What the exercise asks:
Copy out only the lines running from the one that contains "Where can the chainring" through the end of the listing. Pictures stay out.

Recorded information:
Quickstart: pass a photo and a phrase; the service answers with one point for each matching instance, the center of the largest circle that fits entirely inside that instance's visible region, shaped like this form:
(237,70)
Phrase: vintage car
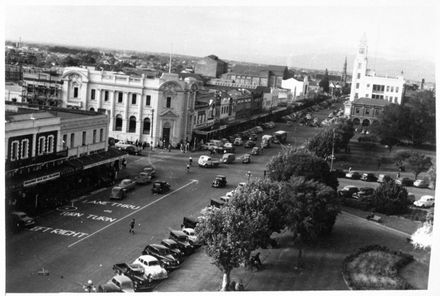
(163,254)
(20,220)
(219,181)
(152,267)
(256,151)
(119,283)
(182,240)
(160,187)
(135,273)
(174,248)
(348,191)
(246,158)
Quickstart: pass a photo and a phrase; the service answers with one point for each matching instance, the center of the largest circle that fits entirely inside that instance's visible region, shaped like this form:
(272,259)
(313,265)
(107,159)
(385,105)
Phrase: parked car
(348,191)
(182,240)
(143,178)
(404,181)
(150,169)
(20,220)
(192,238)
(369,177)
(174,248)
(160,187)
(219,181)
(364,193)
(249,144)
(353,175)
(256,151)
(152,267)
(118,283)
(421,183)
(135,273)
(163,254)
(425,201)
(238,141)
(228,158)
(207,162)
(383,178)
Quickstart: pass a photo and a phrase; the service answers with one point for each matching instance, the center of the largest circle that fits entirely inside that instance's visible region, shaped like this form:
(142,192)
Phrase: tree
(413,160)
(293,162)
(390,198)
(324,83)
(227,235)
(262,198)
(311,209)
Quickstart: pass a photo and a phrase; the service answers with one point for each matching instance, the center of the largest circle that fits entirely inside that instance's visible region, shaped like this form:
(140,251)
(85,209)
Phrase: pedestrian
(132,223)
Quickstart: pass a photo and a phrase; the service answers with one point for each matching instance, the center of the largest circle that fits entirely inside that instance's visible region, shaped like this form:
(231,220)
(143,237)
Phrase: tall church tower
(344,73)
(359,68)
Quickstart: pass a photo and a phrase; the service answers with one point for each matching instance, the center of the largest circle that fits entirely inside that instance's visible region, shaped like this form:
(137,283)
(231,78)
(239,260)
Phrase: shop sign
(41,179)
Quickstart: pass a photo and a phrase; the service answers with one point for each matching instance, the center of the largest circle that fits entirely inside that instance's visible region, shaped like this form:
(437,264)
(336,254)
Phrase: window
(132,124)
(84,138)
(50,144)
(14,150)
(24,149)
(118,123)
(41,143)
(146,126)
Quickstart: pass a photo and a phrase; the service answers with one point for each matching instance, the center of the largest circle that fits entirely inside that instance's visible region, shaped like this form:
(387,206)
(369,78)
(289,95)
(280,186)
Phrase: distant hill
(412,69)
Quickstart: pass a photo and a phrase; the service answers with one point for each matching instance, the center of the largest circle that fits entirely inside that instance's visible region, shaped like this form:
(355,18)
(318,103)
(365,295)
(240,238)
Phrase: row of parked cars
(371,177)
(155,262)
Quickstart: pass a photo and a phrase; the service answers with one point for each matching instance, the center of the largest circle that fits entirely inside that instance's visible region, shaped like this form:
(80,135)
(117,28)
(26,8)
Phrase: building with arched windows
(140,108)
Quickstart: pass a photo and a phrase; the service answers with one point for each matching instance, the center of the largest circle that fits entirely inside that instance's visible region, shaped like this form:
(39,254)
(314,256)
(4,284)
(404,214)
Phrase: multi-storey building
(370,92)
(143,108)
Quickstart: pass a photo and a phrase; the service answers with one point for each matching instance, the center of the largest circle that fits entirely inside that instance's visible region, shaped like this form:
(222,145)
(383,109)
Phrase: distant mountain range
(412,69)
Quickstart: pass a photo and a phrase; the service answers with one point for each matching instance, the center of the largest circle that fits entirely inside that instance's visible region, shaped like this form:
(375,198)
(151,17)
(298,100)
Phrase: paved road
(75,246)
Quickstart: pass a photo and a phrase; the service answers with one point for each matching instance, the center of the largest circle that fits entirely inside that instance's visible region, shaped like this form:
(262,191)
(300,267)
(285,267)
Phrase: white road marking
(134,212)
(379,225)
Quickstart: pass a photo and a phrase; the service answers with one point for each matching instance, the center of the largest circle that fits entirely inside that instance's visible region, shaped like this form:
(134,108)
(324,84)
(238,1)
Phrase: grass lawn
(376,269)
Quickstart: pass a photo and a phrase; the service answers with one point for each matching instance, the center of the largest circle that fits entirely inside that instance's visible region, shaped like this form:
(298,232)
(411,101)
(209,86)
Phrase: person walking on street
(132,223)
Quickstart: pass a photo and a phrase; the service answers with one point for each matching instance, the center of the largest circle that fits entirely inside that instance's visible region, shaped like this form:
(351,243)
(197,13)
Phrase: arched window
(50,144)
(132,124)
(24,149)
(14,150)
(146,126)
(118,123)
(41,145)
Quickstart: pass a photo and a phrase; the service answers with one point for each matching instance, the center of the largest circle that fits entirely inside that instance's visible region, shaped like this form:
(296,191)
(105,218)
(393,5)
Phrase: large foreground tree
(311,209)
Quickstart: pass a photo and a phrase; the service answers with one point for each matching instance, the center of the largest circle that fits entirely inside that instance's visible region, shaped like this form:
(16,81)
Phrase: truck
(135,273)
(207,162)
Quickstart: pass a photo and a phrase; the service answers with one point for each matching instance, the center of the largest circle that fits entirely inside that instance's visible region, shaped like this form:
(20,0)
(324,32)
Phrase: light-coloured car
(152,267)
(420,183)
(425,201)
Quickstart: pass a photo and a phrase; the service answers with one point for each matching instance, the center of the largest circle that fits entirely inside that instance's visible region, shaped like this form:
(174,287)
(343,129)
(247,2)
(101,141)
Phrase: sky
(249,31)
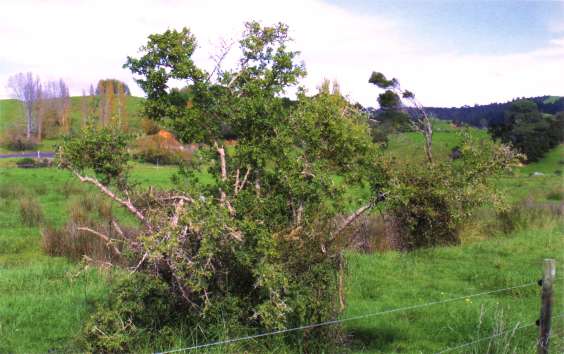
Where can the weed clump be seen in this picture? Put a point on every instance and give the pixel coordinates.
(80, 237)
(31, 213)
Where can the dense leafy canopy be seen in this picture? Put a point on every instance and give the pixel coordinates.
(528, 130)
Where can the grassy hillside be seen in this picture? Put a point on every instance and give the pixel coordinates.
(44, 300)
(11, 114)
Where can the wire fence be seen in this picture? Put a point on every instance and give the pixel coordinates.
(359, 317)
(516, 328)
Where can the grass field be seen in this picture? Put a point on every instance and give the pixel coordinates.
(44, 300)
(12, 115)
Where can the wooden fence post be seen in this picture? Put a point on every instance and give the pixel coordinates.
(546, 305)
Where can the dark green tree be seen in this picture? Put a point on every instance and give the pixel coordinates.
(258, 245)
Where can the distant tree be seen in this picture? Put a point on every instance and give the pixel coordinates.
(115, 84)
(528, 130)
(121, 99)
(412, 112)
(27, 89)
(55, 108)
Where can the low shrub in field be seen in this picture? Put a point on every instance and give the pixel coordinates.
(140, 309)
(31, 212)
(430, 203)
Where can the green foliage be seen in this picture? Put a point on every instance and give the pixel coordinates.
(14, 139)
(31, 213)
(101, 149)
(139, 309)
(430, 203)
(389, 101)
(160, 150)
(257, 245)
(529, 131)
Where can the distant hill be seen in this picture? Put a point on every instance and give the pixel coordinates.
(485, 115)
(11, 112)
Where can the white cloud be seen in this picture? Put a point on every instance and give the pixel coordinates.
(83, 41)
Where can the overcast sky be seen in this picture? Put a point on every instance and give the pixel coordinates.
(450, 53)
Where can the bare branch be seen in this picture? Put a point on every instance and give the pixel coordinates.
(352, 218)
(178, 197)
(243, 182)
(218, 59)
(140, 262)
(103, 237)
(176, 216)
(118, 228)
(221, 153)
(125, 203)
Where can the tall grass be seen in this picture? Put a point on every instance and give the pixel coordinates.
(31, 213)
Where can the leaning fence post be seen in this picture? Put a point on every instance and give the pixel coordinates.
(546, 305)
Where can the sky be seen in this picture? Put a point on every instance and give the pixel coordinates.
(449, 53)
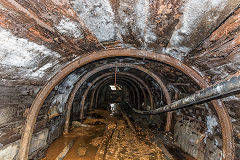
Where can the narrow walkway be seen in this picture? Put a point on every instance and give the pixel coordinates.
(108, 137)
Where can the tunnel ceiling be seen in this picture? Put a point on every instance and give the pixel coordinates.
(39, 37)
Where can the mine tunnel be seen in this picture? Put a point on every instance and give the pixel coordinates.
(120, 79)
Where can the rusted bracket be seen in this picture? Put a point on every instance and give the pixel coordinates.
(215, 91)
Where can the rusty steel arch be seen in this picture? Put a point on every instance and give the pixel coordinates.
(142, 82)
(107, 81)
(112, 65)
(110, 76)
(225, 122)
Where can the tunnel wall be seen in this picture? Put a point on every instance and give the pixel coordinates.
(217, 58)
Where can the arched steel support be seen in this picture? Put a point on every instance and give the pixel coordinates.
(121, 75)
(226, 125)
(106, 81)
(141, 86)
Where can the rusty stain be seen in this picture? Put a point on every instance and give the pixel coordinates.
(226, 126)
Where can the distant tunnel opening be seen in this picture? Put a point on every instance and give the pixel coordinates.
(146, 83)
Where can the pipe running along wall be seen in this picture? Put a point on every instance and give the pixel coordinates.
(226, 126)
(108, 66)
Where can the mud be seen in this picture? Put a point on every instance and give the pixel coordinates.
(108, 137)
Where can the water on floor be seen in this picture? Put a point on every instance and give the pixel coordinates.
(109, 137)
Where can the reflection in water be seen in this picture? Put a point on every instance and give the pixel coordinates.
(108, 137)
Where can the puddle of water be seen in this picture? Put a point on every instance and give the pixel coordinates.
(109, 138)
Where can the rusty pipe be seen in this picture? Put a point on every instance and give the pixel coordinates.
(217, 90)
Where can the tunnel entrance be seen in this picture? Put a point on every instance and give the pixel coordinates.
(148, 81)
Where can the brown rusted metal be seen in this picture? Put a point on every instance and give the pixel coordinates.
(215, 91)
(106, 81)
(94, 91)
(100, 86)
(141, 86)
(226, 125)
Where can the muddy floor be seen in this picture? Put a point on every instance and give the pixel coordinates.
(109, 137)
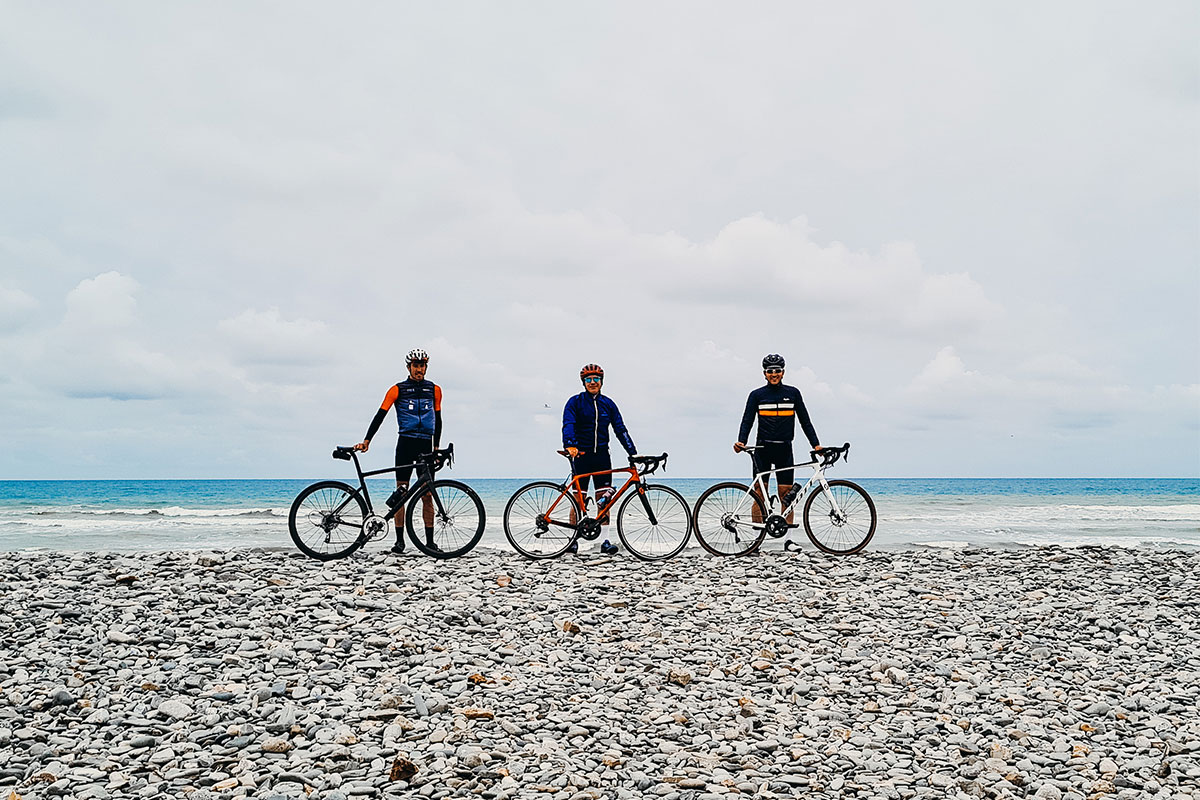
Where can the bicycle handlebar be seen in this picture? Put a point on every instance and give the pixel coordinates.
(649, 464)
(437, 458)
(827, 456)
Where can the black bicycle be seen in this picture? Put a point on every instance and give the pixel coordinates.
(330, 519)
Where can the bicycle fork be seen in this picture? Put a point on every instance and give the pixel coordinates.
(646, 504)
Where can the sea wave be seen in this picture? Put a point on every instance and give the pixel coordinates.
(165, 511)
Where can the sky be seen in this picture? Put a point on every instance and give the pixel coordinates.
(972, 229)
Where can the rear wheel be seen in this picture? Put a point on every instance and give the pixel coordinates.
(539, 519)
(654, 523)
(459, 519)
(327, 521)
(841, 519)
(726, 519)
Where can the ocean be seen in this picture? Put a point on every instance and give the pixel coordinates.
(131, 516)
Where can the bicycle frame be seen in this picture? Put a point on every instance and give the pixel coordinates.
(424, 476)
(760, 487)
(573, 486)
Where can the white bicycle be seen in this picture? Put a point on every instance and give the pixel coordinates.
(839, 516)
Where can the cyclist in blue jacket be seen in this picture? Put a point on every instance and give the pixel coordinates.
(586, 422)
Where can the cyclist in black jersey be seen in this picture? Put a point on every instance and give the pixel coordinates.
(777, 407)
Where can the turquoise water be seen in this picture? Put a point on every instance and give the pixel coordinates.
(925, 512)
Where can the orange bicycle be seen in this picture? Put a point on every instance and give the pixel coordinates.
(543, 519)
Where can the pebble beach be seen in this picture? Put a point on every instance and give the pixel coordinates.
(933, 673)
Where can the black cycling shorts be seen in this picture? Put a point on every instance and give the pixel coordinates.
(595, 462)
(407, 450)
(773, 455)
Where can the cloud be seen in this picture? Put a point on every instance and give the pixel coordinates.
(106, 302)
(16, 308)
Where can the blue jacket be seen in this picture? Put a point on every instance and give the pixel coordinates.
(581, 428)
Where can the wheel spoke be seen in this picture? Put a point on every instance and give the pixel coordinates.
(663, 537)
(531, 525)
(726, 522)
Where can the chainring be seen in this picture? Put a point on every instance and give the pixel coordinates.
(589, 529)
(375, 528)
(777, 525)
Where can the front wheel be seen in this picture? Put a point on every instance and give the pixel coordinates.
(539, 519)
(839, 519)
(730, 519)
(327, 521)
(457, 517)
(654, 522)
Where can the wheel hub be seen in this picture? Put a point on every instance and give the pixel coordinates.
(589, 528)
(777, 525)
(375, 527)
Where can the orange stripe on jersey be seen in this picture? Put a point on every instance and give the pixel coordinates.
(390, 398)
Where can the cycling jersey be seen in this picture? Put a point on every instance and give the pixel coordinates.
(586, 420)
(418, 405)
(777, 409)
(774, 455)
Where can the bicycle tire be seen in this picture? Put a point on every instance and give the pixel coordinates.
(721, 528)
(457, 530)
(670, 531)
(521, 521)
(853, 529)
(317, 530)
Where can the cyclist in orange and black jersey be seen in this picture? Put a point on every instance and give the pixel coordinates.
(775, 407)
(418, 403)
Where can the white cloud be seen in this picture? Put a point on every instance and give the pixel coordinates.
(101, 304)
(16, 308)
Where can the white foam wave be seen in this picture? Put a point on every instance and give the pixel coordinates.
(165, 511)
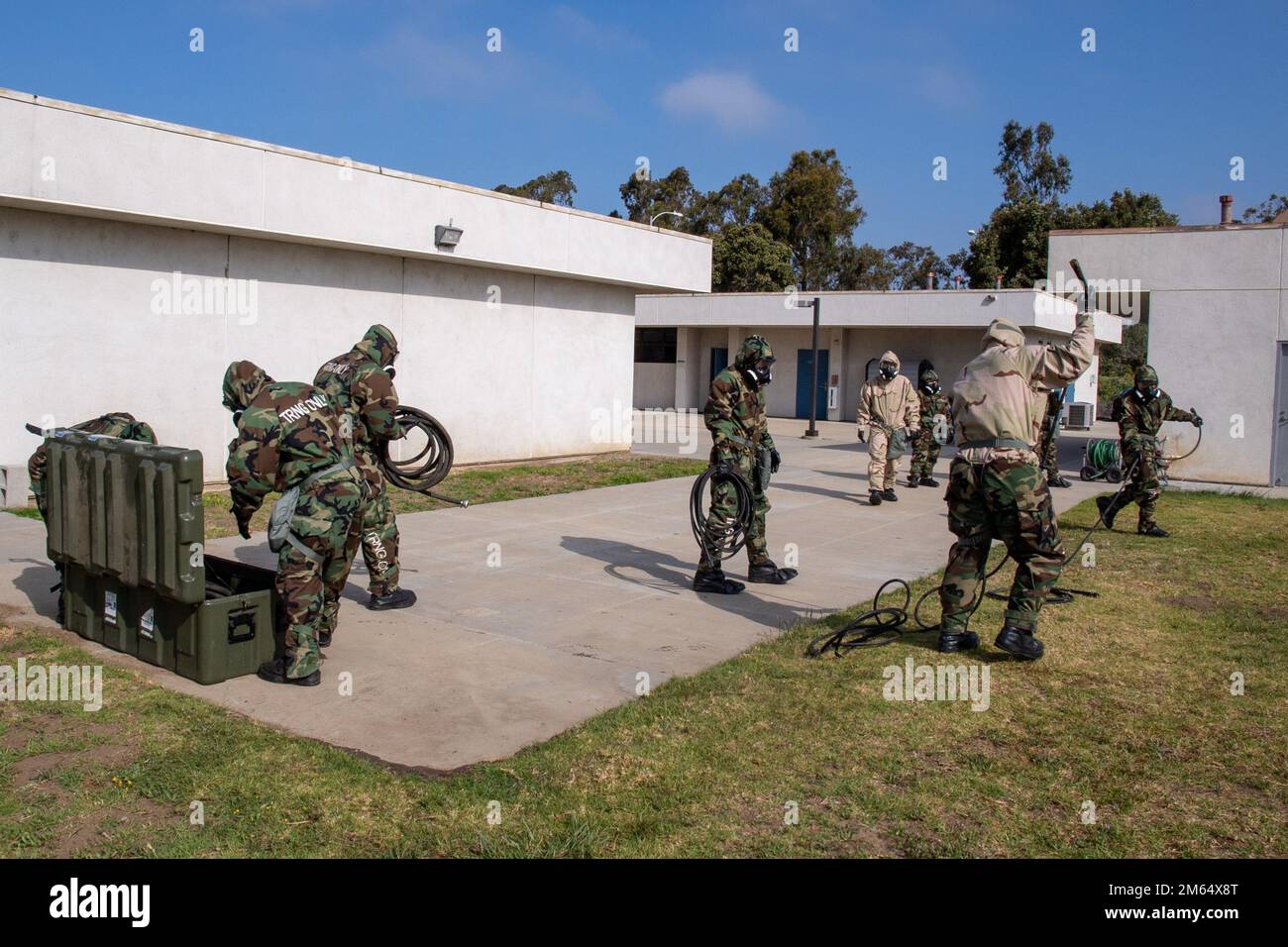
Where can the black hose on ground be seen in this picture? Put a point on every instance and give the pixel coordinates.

Solution:
Where can the chainring be seen in this picture? Put a point on every instance and give the pixel coordinates.
(589, 529)
(375, 528)
(777, 525)
Where can the front wheel be seen in this picture? Put a point on every instance and give the pixel coordinates.
(539, 519)
(839, 519)
(730, 519)
(327, 521)
(457, 517)
(654, 522)
Where can the wheel hub be seen in this picture? Put a point on every instance and give the pixel coordinates.
(589, 528)
(777, 525)
(375, 527)
Where can the orange stripe on jersey be seen in this picture? Put a point on every instance and give the pixel coordinates.
(390, 398)
Where can the cycling jersey be seen in this picture? Put a point on every instance and give the pixel coordinates.
(586, 420)
(418, 405)
(777, 409)
(774, 455)
Where can the bicycle tire be seen in this picture? Put a point on every instance and give the pixel coordinates.
(721, 528)
(457, 530)
(670, 531)
(521, 521)
(853, 529)
(317, 530)
Where can the cyclist in orange and black jersey be seen in this picture? Put a point on every instance and give the pixel coordinates.
(775, 407)
(418, 403)
Where can the white cloud be seen in this picture? Put a point on every instance and give the pixel coordinates.
(101, 304)
(16, 308)
Where can the white foam wave be seen in this picture? Put a point on every instance and give the pixel coordinates.
(165, 511)
Where can the black hose on ground be seen in this picture? Put a point on every instance and give the pixel coordinates.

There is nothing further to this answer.